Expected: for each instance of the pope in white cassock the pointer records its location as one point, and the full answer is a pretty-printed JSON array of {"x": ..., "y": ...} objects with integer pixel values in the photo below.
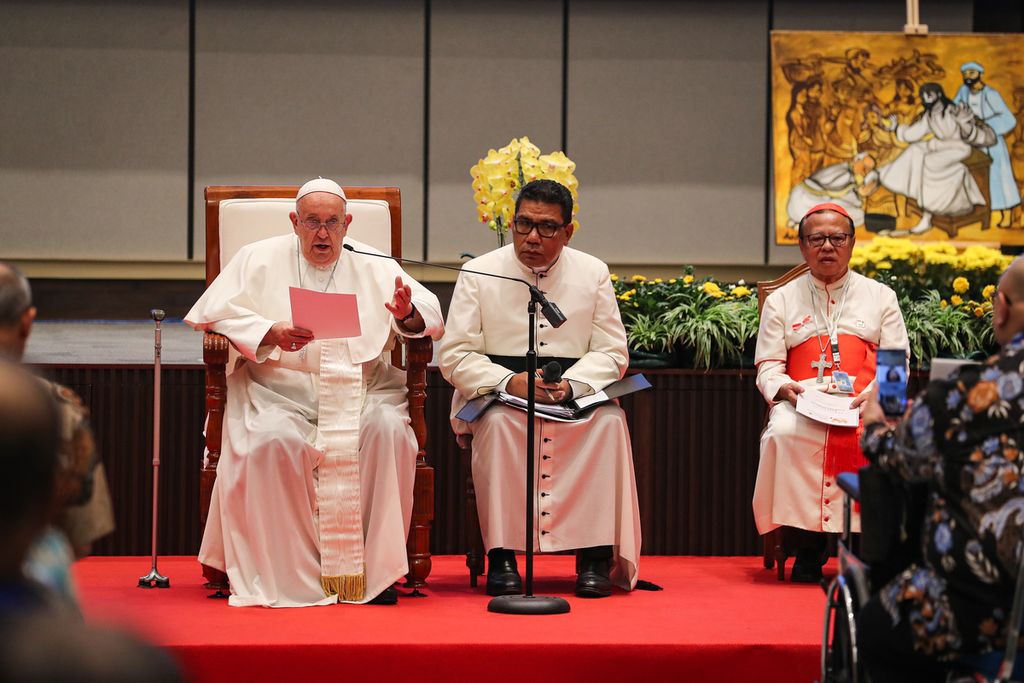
[
  {"x": 586, "y": 492},
  {"x": 313, "y": 495},
  {"x": 817, "y": 331}
]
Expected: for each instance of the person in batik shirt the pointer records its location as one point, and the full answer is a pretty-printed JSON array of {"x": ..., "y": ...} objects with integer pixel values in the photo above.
[{"x": 963, "y": 438}]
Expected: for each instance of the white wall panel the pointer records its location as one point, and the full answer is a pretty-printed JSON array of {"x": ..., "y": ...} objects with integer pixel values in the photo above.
[
  {"x": 94, "y": 118},
  {"x": 667, "y": 118},
  {"x": 288, "y": 92},
  {"x": 496, "y": 73}
]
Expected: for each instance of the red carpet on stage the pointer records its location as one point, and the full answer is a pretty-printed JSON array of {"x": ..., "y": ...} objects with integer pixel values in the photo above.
[{"x": 719, "y": 619}]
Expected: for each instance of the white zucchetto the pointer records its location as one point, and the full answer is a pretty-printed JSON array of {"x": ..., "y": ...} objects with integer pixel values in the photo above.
[{"x": 321, "y": 185}]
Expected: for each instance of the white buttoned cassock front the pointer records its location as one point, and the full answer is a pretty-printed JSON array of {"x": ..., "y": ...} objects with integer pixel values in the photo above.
[{"x": 585, "y": 485}]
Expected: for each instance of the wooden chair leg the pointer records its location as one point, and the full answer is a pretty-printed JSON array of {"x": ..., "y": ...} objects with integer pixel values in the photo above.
[
  {"x": 474, "y": 540},
  {"x": 775, "y": 553}
]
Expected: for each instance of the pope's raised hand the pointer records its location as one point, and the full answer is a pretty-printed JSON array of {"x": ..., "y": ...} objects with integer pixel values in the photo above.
[
  {"x": 401, "y": 302},
  {"x": 288, "y": 337}
]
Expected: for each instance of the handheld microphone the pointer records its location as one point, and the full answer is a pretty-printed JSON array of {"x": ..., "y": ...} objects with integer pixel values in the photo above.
[
  {"x": 552, "y": 373},
  {"x": 548, "y": 308}
]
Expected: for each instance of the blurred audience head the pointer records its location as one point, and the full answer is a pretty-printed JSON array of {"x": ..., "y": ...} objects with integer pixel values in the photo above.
[
  {"x": 29, "y": 444},
  {"x": 16, "y": 311},
  {"x": 44, "y": 648},
  {"x": 1008, "y": 312}
]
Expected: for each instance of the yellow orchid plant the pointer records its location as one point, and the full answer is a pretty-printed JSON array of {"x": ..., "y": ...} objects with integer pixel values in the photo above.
[{"x": 502, "y": 173}]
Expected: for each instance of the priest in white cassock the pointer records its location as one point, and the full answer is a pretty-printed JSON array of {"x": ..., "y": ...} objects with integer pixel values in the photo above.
[
  {"x": 586, "y": 492},
  {"x": 313, "y": 495},
  {"x": 818, "y": 333}
]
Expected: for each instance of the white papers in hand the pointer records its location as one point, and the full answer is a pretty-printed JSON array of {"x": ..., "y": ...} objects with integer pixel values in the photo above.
[
  {"x": 827, "y": 409},
  {"x": 327, "y": 315}
]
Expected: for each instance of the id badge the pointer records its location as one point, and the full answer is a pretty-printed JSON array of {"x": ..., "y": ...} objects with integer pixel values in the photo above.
[{"x": 843, "y": 383}]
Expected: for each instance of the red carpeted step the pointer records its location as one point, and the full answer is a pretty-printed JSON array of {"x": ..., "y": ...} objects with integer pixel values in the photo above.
[{"x": 723, "y": 619}]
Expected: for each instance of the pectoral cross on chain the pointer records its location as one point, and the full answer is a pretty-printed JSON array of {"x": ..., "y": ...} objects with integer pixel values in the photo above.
[{"x": 820, "y": 365}]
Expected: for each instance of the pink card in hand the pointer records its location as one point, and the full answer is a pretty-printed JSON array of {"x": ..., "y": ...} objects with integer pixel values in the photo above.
[{"x": 327, "y": 315}]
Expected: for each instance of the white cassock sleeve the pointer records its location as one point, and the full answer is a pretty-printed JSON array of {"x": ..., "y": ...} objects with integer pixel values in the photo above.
[
  {"x": 463, "y": 356},
  {"x": 227, "y": 308},
  {"x": 608, "y": 357},
  {"x": 770, "y": 354}
]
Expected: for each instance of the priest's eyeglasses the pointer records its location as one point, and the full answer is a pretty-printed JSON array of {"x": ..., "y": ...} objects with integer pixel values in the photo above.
[
  {"x": 313, "y": 225},
  {"x": 818, "y": 241},
  {"x": 525, "y": 226}
]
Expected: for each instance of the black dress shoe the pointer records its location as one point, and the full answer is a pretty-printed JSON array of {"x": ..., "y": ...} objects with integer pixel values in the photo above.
[
  {"x": 593, "y": 581},
  {"x": 503, "y": 577},
  {"x": 805, "y": 571},
  {"x": 389, "y": 596}
]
______
_The task_. What is needed is every record above, restated word for word, with the pictures left out.

_Task result_.
Expected: for each instance of the pope in white cassock the pointer records its location as one point, and the full answer is a pretty-printed JSON array of {"x": ..., "y": ...} objects with integer pixel values in the photo below.
[
  {"x": 586, "y": 492},
  {"x": 313, "y": 495},
  {"x": 817, "y": 331}
]
Expected: for each instance of the person in batik shirt the pointer records its location as one point, and the full answer is a pretty-printed JSON array of {"x": ..., "y": ...} objects with integer pixel values in the photo above.
[{"x": 963, "y": 438}]
Expected: for each instance of the white wall panel the pointer records its location as one point, and the full answer is a pretty-printed JSON array of {"x": ..., "y": ...} objects with integer pixel values in the photo above.
[
  {"x": 94, "y": 118},
  {"x": 667, "y": 118},
  {"x": 288, "y": 92},
  {"x": 496, "y": 73}
]
Expected: for each instance of the red carpet on stage the pointer records its location as one point, and the full answer is a pretty-printed JSON array of {"x": ..., "y": ...} objects with integer pixel values in the photo above.
[{"x": 719, "y": 619}]
Expected: for each instance of the white zucchetto the pointer records its location as one point, and the full answer is a pretty-printed JSON array of {"x": ..., "y": ...} objects with integer pixel values in the photo above.
[{"x": 321, "y": 185}]
Expected: for each instance of the white buttoned cassock front the pointer records its location as one point, and the full answer is a pretty-printed JSON array of {"x": ..., "y": ...} objects with integer pixel values in the photo above.
[{"x": 585, "y": 485}]
Expected: for each instance of the wooden chair leg the pointer records its location as one point, and the full answer is a pretty-printed JSON array of {"x": ..., "y": ...} objects with integer pixel values in the photo above.
[
  {"x": 474, "y": 540},
  {"x": 775, "y": 553}
]
Expected: for each instance of the pope's raised hand the pointer records its location as one point, and the full answer is a pretty-printed JSON array of {"x": ..., "y": ...} objects with integer pixel values in the photo above.
[
  {"x": 401, "y": 302},
  {"x": 288, "y": 337}
]
Expected: for each instance of the handheld microphone the pointer records its location as one point, and the full answer is a pretty-printed JSON array of {"x": ..., "y": ...} objects with integer pixel values in the photo above.
[
  {"x": 552, "y": 373},
  {"x": 548, "y": 308}
]
Expected: for each instance of the blurred audience head the pointer records its location as one point, and the full answer is a pretty-printed JSON array of {"x": ..., "y": ...} objects with integer pixel values in the photo above.
[
  {"x": 29, "y": 444},
  {"x": 16, "y": 311},
  {"x": 44, "y": 648},
  {"x": 1008, "y": 312}
]
Expected: for each instance of the yellow orchid plant the pointer records its location as one point, and the full answer is a pretty-printed JSON array of {"x": ..., "y": ...} objects with integer pixel values in the photo above.
[{"x": 502, "y": 173}]
Expected: for each instance of the priest in white cassock the pointer records its location as one point, and the full answer is a pretty-printed JSON array of {"x": ..., "y": ...} objects with integer pixel values in the photo above.
[
  {"x": 586, "y": 492},
  {"x": 313, "y": 495},
  {"x": 818, "y": 333}
]
Expected: for each instance of the white papers in hand the pointer records its location as one point, and the full answer is a pretty-printed JSON array of {"x": ..., "y": ...} objects with integer pixel values in the photo above.
[
  {"x": 827, "y": 409},
  {"x": 327, "y": 315}
]
Expected: for each instance of the id badge the pointer records its location as one point, and the full answer is a pretty-printed JSON array of {"x": ..., "y": ...} objects with integer pixel values in the photo above.
[{"x": 843, "y": 383}]
Expected: for each instance of the red carpeted step the pointer records its location as one point, and the full answer is a pretty-printed JSON array of {"x": ..., "y": ...} objects with integer pixel values in the photo above.
[{"x": 723, "y": 619}]
Expected: for each instance of the pectoral cross on chain the pointer records its location as one point, and the full answer is a pretty-printed JSON array of {"x": ..., "y": ...} objects with integer pixel values in the photo above.
[{"x": 820, "y": 365}]
Expected: for each instance of the pink card in hand the pointer records its location as one point, and the full answer is a pretty-printed JSON array of {"x": ..., "y": ...} objects with integer pixel values in the photo above.
[{"x": 327, "y": 315}]
Expected: for each instance of the white cassock sleeve the pointer records its location as one point, and the full answer is a pretty-printed JSON array of {"x": ..., "y": ...} objects with integer pixel values in the photo above.
[
  {"x": 463, "y": 356},
  {"x": 227, "y": 308},
  {"x": 608, "y": 357},
  {"x": 770, "y": 354}
]
Expected: for each instance of the priest's eyeglasses the pointer records its location as one point, and the full answer is a pretty-printed JSON array of {"x": ..., "y": ...} objects with integer pixel values in the photo above.
[
  {"x": 313, "y": 225},
  {"x": 818, "y": 241},
  {"x": 525, "y": 226}
]
Expected: for each instance of the black dress shoe the pointer records its location as one point, and the full answer is a pretty-printed JSON array of {"x": ..., "y": ...} objects with integer pixel values in the photo above.
[
  {"x": 593, "y": 581},
  {"x": 503, "y": 577},
  {"x": 805, "y": 571},
  {"x": 389, "y": 596}
]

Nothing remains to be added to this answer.